Your task:
Using the line that contains "of the brown" as the start, restate each line word for word through the final line of the material below, and return only those.

Stored data:

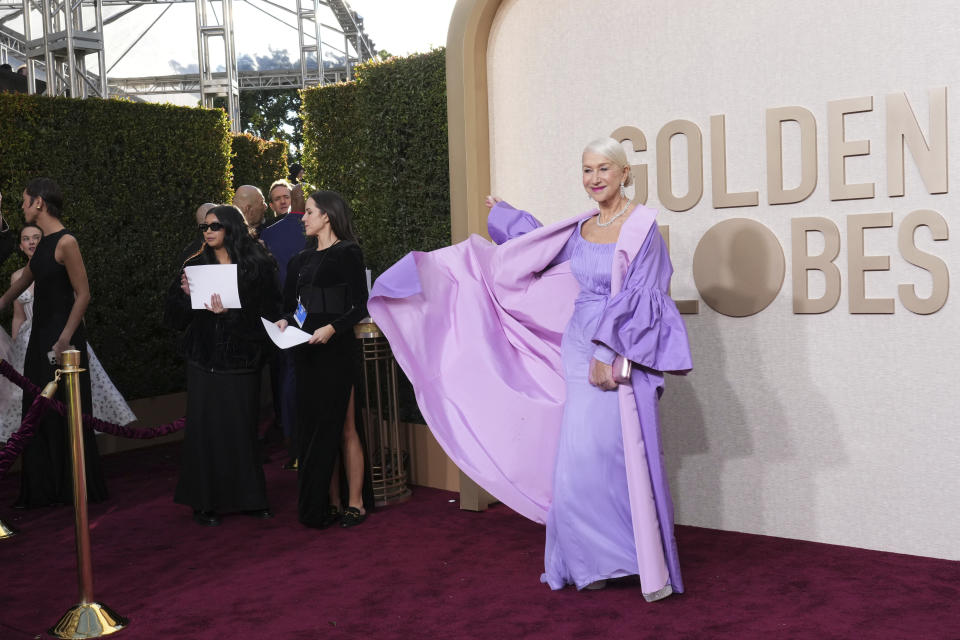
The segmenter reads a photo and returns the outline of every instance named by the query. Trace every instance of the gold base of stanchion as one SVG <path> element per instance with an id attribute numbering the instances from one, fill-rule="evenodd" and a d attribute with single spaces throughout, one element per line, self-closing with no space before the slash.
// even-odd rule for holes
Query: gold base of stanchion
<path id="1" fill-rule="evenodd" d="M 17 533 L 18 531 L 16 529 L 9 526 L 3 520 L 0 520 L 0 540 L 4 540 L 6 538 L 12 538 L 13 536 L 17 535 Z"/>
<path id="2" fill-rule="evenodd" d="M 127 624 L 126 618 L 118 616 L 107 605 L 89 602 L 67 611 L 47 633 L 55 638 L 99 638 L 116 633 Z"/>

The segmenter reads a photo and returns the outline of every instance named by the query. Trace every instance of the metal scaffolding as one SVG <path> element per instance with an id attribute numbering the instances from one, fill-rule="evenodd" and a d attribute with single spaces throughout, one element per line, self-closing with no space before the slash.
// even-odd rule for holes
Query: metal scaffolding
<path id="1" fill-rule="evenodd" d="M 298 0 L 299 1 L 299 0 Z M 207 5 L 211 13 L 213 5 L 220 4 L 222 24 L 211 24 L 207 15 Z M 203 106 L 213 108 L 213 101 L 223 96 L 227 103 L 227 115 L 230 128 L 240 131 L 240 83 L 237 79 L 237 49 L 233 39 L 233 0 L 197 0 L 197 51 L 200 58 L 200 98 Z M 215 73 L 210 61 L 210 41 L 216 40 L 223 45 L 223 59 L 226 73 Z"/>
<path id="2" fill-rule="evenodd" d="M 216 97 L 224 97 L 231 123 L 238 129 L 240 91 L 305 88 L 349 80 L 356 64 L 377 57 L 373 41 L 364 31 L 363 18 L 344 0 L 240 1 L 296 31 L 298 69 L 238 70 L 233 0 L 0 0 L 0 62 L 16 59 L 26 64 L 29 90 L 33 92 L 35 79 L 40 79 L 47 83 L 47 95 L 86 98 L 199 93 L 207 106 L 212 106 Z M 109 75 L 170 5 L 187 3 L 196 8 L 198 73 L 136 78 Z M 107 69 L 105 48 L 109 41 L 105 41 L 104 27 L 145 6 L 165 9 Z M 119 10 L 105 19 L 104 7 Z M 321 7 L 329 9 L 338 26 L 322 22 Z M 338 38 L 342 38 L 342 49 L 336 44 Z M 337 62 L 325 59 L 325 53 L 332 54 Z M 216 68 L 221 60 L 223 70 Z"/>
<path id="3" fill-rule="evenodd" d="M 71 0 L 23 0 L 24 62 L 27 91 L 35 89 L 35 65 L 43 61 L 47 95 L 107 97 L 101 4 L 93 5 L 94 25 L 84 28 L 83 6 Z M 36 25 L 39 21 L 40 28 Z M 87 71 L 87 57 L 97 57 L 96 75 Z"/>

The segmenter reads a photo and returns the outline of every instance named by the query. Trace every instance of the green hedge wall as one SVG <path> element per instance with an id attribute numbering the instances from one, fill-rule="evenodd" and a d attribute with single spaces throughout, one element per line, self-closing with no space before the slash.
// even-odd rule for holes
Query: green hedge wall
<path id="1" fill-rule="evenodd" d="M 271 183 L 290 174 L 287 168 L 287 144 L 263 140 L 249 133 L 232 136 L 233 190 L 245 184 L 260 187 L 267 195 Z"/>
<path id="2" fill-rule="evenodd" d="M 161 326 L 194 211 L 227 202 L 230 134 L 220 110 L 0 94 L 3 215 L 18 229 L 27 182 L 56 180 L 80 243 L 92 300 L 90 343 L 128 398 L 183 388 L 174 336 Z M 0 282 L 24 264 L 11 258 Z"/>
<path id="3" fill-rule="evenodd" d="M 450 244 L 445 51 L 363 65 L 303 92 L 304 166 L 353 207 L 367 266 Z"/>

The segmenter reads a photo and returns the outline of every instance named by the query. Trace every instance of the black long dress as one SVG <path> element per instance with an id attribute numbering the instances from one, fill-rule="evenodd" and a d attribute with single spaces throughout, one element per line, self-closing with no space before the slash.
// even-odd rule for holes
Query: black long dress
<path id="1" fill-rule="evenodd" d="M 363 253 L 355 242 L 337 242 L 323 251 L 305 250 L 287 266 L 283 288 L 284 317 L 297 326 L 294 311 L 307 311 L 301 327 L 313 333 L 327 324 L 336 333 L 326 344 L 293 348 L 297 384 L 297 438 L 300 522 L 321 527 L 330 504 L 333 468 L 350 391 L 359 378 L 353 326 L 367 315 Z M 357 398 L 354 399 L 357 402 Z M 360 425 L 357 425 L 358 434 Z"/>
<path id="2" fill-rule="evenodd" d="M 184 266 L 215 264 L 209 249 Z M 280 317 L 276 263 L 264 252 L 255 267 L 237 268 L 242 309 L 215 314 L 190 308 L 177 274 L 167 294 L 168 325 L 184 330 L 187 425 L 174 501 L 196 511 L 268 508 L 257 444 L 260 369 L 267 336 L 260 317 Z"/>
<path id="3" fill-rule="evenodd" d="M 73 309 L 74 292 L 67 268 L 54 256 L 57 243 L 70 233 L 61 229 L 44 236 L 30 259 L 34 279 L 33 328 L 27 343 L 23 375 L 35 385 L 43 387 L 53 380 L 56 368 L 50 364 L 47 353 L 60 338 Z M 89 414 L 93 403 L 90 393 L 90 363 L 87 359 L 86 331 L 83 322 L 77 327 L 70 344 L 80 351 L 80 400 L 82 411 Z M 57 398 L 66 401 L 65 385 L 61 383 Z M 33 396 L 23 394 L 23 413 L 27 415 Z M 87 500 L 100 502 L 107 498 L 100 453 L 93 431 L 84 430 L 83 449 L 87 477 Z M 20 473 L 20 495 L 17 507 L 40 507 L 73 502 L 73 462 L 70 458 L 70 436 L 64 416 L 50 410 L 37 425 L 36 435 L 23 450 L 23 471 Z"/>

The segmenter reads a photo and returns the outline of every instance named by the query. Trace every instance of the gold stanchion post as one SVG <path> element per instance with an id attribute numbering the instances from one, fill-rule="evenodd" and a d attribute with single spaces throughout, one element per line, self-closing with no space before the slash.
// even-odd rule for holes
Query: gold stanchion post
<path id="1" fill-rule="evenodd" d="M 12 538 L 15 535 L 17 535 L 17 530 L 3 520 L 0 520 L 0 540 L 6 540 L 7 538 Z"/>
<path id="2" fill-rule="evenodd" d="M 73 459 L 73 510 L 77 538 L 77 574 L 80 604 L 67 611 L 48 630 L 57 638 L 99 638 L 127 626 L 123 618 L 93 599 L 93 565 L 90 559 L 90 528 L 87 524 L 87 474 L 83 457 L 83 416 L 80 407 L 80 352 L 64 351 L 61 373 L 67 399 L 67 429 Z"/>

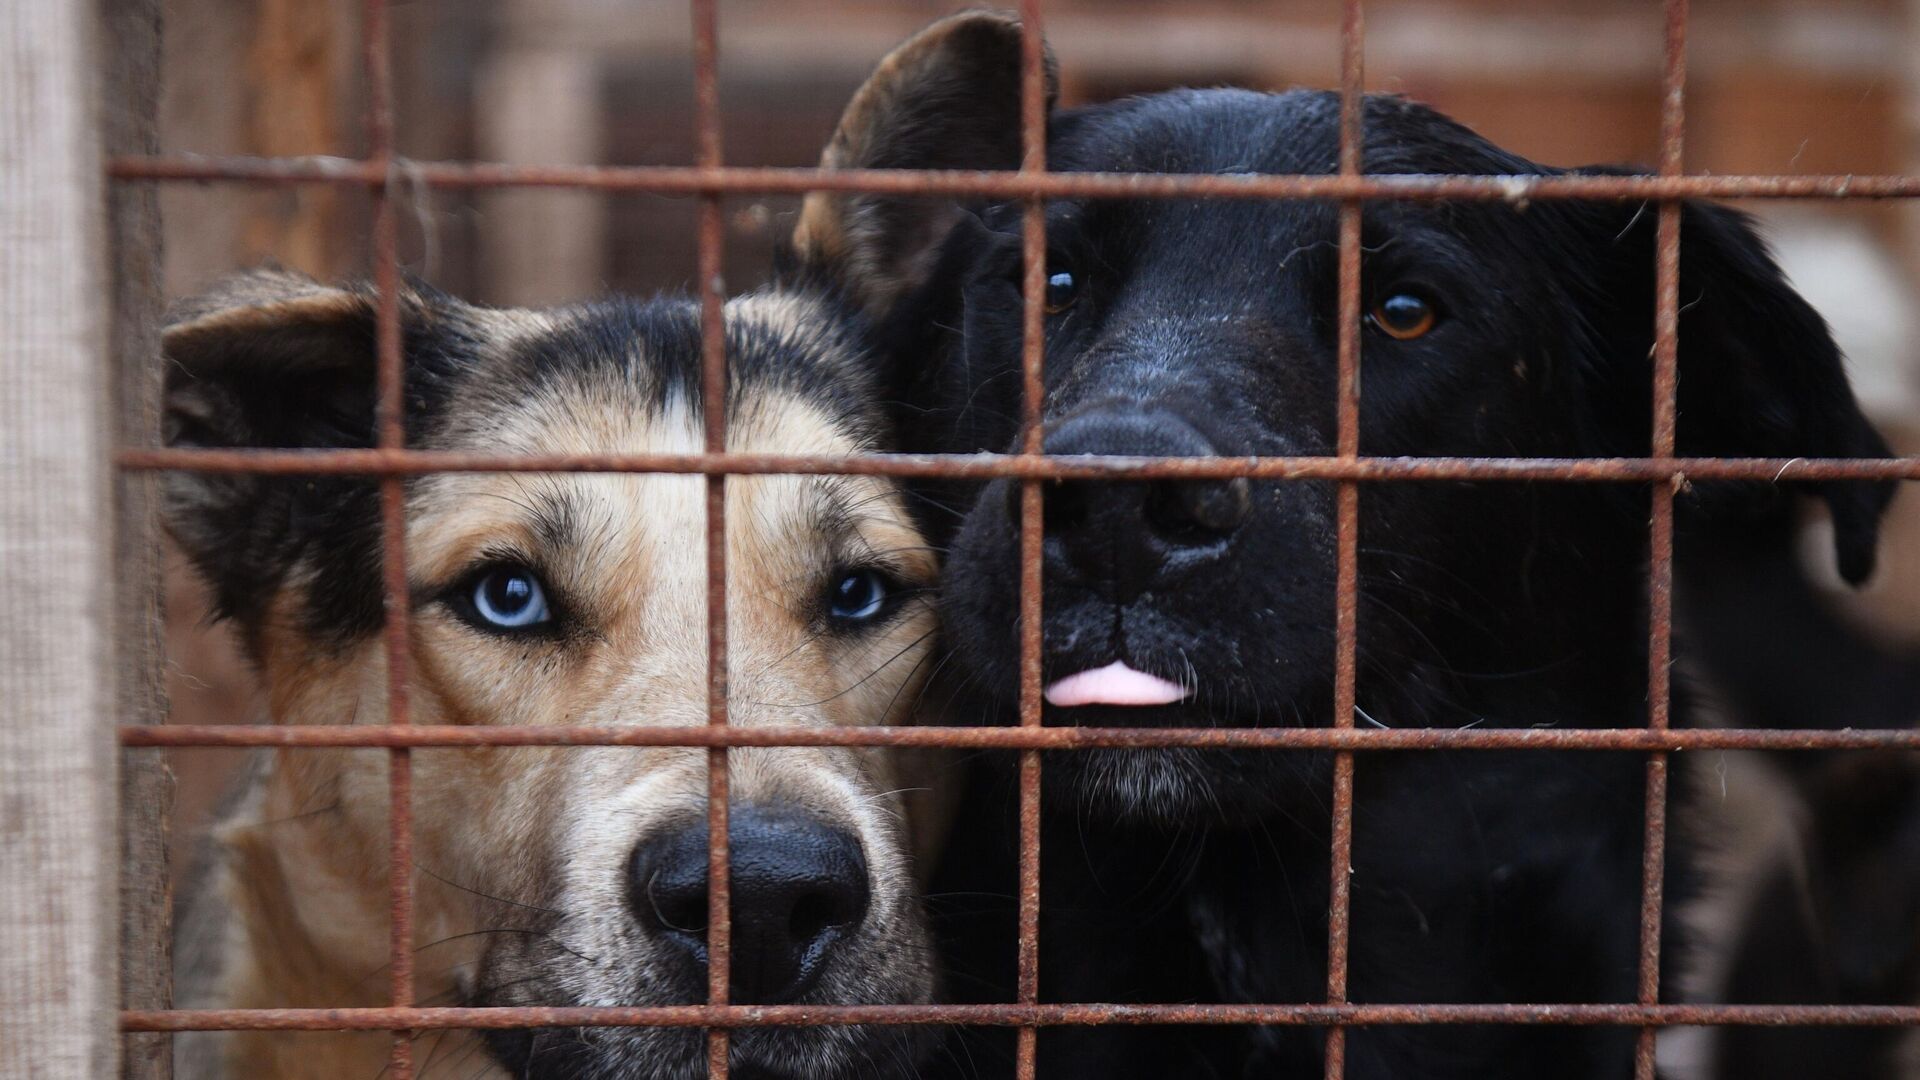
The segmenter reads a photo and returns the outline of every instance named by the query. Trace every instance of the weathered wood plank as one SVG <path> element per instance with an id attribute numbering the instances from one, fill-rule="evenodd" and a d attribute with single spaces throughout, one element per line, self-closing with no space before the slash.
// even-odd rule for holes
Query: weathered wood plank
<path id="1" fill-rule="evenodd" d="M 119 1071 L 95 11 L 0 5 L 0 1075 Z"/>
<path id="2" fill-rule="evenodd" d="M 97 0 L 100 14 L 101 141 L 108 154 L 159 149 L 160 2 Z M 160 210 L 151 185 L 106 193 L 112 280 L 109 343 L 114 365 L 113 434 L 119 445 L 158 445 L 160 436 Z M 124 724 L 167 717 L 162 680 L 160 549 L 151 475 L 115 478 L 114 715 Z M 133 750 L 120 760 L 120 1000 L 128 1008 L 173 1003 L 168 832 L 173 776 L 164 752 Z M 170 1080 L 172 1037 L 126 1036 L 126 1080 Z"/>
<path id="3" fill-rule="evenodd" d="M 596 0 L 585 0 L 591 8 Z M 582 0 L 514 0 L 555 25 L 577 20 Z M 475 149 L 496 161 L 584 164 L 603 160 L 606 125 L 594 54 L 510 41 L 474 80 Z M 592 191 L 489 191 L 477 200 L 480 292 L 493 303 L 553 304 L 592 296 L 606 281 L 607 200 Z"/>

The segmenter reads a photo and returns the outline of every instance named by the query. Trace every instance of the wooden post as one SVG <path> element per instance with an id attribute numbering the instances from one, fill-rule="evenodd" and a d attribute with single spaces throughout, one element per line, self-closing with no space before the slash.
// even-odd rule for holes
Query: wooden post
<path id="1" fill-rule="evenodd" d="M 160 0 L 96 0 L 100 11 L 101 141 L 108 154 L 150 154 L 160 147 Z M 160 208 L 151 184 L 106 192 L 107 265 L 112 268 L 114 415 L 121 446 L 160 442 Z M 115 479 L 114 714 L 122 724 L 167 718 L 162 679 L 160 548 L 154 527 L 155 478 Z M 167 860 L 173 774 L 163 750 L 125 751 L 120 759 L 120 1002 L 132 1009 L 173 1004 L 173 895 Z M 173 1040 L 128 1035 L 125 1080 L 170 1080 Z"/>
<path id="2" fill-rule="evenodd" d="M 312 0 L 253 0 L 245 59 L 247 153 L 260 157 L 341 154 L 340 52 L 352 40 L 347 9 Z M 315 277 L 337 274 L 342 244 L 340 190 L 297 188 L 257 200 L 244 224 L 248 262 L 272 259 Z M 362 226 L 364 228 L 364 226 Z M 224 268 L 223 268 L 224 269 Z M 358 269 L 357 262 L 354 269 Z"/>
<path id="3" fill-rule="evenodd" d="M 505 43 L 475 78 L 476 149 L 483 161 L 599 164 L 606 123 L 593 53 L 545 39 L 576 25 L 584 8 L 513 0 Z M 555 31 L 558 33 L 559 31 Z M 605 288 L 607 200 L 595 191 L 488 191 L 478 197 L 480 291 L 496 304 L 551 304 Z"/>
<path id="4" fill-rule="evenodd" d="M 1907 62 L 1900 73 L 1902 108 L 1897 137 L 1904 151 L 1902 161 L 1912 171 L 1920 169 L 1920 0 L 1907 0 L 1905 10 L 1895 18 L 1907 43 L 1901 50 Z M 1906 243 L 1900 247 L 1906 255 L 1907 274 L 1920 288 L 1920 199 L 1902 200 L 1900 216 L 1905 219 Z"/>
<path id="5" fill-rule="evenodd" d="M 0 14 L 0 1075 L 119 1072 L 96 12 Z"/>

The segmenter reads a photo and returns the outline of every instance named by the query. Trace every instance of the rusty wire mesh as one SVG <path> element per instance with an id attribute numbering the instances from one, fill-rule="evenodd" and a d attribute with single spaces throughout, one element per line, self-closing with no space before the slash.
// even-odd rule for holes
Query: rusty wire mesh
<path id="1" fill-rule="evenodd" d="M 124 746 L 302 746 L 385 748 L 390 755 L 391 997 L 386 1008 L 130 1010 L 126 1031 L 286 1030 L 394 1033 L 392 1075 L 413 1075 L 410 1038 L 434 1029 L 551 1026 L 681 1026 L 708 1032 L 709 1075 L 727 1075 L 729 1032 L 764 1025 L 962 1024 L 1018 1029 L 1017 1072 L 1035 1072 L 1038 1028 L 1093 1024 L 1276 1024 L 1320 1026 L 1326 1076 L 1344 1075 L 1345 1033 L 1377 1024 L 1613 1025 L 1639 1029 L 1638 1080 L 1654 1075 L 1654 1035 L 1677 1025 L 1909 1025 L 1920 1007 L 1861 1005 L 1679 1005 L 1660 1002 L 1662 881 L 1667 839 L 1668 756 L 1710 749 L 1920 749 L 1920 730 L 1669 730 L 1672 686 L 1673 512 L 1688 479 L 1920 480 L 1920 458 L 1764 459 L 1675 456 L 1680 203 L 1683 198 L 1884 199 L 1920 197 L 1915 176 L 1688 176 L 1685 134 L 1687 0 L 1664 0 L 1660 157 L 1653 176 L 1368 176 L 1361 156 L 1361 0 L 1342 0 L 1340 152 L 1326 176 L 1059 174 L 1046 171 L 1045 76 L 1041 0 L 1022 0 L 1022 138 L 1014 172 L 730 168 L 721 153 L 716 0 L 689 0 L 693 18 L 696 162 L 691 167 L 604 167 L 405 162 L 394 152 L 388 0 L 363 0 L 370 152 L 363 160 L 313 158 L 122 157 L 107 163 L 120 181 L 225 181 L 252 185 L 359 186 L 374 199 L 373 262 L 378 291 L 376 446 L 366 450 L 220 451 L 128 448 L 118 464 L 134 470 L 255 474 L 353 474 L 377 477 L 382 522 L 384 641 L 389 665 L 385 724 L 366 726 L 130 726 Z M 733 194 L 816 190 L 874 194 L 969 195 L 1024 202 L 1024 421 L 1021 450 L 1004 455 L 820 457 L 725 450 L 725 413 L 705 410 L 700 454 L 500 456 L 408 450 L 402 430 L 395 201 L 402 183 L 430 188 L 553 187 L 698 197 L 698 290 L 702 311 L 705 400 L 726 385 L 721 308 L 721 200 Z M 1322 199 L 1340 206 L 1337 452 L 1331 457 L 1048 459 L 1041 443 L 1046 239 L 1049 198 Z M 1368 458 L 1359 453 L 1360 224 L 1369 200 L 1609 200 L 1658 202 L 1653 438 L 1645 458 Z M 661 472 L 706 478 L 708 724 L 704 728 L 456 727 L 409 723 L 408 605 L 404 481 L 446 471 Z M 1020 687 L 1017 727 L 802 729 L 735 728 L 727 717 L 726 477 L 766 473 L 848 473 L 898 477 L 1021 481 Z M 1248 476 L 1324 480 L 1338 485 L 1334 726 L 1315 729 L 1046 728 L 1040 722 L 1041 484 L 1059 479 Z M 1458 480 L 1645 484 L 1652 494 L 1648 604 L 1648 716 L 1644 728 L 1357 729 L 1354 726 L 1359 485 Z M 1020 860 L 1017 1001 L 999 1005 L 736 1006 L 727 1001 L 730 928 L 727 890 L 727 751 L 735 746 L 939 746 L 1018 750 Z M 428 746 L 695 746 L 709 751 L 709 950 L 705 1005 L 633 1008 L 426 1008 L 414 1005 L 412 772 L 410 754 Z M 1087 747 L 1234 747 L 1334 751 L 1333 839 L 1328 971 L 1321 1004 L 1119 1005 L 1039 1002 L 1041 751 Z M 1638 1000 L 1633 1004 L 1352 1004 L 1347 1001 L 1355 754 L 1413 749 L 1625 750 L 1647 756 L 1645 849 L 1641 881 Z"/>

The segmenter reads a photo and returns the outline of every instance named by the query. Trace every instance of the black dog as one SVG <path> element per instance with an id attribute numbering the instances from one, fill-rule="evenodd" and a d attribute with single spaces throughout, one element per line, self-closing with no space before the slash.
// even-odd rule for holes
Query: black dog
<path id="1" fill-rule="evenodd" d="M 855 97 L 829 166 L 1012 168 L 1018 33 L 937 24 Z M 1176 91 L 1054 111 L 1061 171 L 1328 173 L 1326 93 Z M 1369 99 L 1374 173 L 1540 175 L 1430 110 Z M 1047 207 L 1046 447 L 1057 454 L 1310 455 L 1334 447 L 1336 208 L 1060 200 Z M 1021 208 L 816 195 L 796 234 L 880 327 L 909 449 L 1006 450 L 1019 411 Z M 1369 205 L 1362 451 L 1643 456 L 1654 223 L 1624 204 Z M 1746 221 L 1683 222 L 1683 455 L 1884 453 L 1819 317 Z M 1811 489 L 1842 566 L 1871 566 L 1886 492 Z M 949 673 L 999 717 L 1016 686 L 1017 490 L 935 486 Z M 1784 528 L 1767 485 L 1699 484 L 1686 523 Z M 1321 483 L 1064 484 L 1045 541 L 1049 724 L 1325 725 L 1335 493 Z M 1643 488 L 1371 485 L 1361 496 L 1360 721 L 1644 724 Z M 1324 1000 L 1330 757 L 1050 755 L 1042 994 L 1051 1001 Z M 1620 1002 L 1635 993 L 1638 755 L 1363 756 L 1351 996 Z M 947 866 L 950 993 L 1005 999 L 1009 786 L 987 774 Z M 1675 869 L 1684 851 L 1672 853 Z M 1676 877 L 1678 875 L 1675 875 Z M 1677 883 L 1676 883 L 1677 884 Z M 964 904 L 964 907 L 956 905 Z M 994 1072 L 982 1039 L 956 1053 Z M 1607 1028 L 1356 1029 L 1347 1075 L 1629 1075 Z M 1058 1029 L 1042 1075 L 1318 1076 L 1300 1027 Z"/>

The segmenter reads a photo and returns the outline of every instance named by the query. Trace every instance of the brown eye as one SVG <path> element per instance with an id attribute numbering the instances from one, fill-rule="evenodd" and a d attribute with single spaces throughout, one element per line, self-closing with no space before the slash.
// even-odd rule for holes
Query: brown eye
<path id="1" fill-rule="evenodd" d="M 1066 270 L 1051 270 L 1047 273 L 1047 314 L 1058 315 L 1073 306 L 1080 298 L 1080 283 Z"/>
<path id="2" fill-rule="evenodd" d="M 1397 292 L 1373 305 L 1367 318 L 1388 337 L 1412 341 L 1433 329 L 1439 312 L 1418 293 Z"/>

Response:
The segmenter reads a photo and returns the outline of every instance named by the query. Trace every instance of the brown eye as one SVG <path> element per instance with an id attribute numbering the instances from one, fill-rule="evenodd" and a d attribute with single spaces throughout, one element per line, self-closing with no space before the slash.
// even-odd rule for holes
Query: brown eye
<path id="1" fill-rule="evenodd" d="M 1066 270 L 1051 270 L 1047 273 L 1047 314 L 1058 315 L 1073 306 L 1080 298 L 1080 283 Z"/>
<path id="2" fill-rule="evenodd" d="M 1397 292 L 1373 305 L 1367 318 L 1388 337 L 1412 341 L 1433 329 L 1439 312 L 1418 293 Z"/>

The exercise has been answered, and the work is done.